◆ **What the exercise asks**
Reproduce every line of the items below verbatim.

◆ **Record list**
++++++++++++++++++++

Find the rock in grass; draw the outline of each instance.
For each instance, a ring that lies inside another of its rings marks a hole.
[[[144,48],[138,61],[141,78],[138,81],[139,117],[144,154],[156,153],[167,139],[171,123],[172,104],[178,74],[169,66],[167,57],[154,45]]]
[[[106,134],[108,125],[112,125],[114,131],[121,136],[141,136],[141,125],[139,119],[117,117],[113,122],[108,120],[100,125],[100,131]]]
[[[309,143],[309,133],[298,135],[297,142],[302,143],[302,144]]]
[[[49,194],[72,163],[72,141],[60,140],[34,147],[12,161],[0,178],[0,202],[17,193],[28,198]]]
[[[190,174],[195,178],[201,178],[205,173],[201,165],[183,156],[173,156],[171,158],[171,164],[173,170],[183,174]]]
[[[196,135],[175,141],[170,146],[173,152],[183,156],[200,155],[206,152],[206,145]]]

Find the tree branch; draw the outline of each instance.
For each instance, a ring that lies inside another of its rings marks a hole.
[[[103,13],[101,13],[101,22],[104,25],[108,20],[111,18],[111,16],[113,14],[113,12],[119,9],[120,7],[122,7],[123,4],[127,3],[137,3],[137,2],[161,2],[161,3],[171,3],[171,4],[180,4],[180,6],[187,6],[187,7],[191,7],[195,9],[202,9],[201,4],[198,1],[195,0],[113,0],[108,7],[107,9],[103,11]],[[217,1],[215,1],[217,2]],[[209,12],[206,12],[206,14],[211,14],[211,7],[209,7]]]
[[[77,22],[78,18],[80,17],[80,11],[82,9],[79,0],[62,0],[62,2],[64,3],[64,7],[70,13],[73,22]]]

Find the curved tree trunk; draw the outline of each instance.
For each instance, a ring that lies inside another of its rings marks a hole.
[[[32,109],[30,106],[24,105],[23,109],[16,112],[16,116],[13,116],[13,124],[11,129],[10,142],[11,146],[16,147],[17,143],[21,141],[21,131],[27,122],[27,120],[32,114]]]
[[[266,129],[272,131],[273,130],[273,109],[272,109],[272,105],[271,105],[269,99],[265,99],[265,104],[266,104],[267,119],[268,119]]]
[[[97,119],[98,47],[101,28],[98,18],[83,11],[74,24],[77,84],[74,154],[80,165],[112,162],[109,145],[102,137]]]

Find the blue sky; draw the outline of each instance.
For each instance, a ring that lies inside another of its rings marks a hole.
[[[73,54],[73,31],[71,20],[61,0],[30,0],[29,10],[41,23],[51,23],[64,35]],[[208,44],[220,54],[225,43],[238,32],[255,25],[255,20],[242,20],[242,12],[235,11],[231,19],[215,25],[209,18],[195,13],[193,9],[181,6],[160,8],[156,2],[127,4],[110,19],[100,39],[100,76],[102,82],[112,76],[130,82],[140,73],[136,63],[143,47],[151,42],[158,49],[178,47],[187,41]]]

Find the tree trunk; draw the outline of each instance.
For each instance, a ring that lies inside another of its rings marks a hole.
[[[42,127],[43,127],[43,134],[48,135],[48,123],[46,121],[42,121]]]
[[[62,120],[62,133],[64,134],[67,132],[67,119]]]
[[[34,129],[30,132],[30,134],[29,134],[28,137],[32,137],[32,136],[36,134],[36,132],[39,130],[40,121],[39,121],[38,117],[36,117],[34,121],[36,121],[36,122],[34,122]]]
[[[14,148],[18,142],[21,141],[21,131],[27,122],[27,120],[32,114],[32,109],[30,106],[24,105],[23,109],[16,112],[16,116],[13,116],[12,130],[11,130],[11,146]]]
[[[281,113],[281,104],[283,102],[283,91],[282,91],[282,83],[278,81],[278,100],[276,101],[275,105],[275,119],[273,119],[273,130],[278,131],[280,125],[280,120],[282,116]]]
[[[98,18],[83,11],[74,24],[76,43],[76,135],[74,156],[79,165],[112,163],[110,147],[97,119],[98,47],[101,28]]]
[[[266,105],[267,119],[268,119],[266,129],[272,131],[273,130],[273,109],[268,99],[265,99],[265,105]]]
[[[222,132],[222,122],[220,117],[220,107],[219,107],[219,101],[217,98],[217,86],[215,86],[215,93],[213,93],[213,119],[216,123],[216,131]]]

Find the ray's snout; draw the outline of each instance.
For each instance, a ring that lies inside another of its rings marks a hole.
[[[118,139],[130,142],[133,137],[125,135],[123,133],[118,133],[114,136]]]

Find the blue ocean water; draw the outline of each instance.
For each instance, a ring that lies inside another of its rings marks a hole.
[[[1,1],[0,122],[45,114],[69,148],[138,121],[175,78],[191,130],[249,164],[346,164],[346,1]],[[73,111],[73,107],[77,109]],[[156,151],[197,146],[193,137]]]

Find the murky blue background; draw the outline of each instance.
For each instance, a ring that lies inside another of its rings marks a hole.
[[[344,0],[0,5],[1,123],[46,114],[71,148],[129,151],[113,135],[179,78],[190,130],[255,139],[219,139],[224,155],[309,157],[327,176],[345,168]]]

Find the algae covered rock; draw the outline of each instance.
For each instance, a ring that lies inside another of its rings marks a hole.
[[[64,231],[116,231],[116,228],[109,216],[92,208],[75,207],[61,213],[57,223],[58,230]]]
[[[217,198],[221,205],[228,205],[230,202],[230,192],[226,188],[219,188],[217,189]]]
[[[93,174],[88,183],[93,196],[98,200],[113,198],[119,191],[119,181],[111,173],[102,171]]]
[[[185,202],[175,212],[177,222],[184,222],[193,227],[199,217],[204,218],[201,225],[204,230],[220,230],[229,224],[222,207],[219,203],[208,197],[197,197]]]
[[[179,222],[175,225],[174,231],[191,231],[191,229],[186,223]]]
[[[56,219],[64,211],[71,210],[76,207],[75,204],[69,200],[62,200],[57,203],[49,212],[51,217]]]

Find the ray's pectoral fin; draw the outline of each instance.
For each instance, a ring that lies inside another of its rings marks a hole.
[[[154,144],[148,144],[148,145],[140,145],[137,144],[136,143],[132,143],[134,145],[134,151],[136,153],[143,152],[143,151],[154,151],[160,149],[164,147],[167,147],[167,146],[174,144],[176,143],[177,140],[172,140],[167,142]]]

++++++++++++++++++++

◆ **Final result**
Find the rock in grass; draw the outline of each instance.
For each instance, a ring that lies inside another of its rings marks a hole.
[[[144,48],[138,61],[141,78],[138,81],[139,117],[144,154],[156,153],[167,139],[171,123],[172,104],[178,74],[169,66],[167,57],[154,45]]]
[[[106,134],[108,125],[112,125],[114,131],[121,136],[141,136],[141,125],[139,119],[117,117],[113,122],[108,120],[100,125],[100,131]]]
[[[309,143],[309,133],[298,135],[297,142],[302,143],[302,144]]]
[[[49,194],[72,163],[72,141],[60,140],[34,147],[12,161],[0,178],[0,202],[17,193],[28,198]]]
[[[190,174],[195,178],[201,178],[205,173],[201,165],[183,156],[173,156],[171,158],[171,164],[173,170],[183,174]]]
[[[196,135],[175,141],[170,146],[173,152],[183,156],[200,155],[206,152],[206,145]]]

Find the tree branch; draw the outline of each instance.
For each instance, a ring that lies inside another of its rings marks a hole.
[[[103,13],[101,13],[101,22],[104,25],[108,20],[111,18],[111,16],[113,14],[113,12],[119,9],[120,7],[122,7],[123,4],[127,3],[137,3],[137,2],[161,2],[161,3],[171,3],[171,4],[180,4],[180,6],[187,6],[187,7],[191,7],[195,9],[202,9],[201,4],[198,1],[195,0],[113,0],[108,7],[107,9],[103,11]],[[217,1],[215,1],[217,2]],[[209,12],[206,12],[206,14],[211,14],[211,7],[209,7]]]
[[[77,22],[78,18],[80,17],[80,11],[82,9],[79,0],[62,0],[62,2],[64,3],[64,7],[70,13],[73,22]]]

Find the curved tree trunk; draw the outline of each instance.
For each instance, a ring that lies inside another of its rings marks a hole.
[[[32,109],[30,106],[24,105],[23,109],[16,112],[16,116],[13,116],[13,124],[11,129],[10,142],[11,146],[16,147],[17,143],[21,141],[21,131],[27,122],[27,120],[32,114]]]
[[[266,129],[272,131],[273,130],[273,109],[272,109],[272,105],[271,105],[269,99],[265,99],[265,104],[266,104],[267,119],[268,119]]]
[[[97,119],[98,47],[101,28],[98,18],[83,11],[74,24],[77,84],[74,154],[80,165],[112,162],[109,145],[102,137]]]

Find the blue sky; draw the outline of each instance.
For each instance, a ring that lies inside another of its rings marks a hole.
[[[73,54],[73,31],[71,20],[61,0],[30,0],[29,10],[41,23],[51,23],[64,35]],[[208,44],[220,54],[225,43],[238,32],[255,25],[255,20],[242,20],[242,12],[235,11],[231,19],[215,25],[209,18],[195,13],[193,9],[181,6],[160,8],[156,2],[127,4],[110,19],[100,39],[100,76],[102,82],[112,76],[130,82],[140,73],[136,63],[143,47],[151,42],[158,49],[178,47],[187,41]]]

Find the tree trunk; draw the outline of each instance.
For each instance, a ring that lies inside another of its rings marks a hole.
[[[42,127],[43,127],[43,134],[48,135],[48,123],[46,121],[42,121]]]
[[[62,120],[62,133],[64,134],[67,132],[67,119]]]
[[[34,129],[30,132],[30,134],[29,134],[28,137],[32,137],[32,136],[36,134],[36,132],[39,130],[40,121],[39,121],[38,117],[36,117],[34,121],[36,121],[36,122],[34,122]]]
[[[14,148],[18,142],[21,141],[21,131],[27,122],[27,120],[32,114],[32,109],[30,106],[24,105],[23,109],[16,112],[16,116],[13,116],[12,130],[11,130],[11,146]]]
[[[281,113],[281,104],[283,102],[283,91],[282,91],[282,83],[278,81],[278,100],[276,101],[275,105],[275,119],[273,119],[273,130],[278,131],[280,125],[280,120],[282,116]]]
[[[98,18],[83,11],[74,24],[76,43],[76,135],[74,156],[79,165],[112,163],[110,147],[97,119],[98,47],[101,28]]]
[[[266,105],[267,119],[268,119],[266,129],[272,131],[273,130],[273,109],[268,99],[265,99],[265,105]]]
[[[222,132],[222,122],[220,117],[220,107],[219,107],[219,101],[217,98],[217,86],[215,86],[215,93],[213,93],[213,119],[216,123],[216,131]]]

Find the ray's snout; draw the outline of each instance.
For each instance, a ring that lies inside another of its rings marks a hole.
[[[118,139],[130,142],[133,137],[125,135],[123,133],[118,133],[114,136]]]

Find the blue ocean water; draw the outline of each instance.
For each instance, a ring that lies inside another of its rings marks a hole.
[[[1,1],[0,122],[45,114],[69,148],[138,121],[175,78],[191,130],[249,164],[346,164],[346,1]],[[73,111],[73,107],[77,109]],[[156,151],[197,146],[193,137]]]

Find the murky blue background; draw the outline of each instance.
For each instance, a ring that lies inside another of its rings marks a hole.
[[[344,0],[0,5],[1,123],[46,114],[71,148],[129,151],[113,135],[179,78],[190,130],[255,139],[219,139],[224,155],[309,157],[327,176],[345,168]]]

Find the algae covered rock; draw the outline of each instance.
For each instance, a ring that lies inside another of its rings marks a hole.
[[[64,231],[116,231],[116,228],[109,216],[92,208],[75,207],[61,213],[57,223],[58,230]]]
[[[217,198],[221,205],[228,205],[230,202],[230,192],[226,188],[219,188],[217,189]]]
[[[93,174],[88,183],[93,196],[98,200],[113,198],[119,191],[119,181],[111,173],[102,171]]]
[[[185,202],[175,212],[177,222],[184,222],[193,227],[199,217],[204,218],[201,225],[204,230],[220,230],[229,224],[222,207],[219,203],[208,197],[197,197]]]
[[[179,222],[175,225],[174,231],[191,231],[191,229],[186,223]]]
[[[56,219],[64,211],[71,210],[76,207],[75,204],[69,200],[62,200],[57,203],[49,212],[51,217]]]

Find the ray's pectoral fin; draw the outline of each instance.
For each instance, a ring that lies inside another of its rings marks a hole.
[[[154,144],[148,144],[148,145],[140,145],[137,144],[136,143],[132,143],[134,145],[134,151],[136,153],[143,152],[143,151],[154,151],[160,149],[164,147],[167,147],[167,146],[174,144],[176,143],[177,140],[172,140],[167,142]]]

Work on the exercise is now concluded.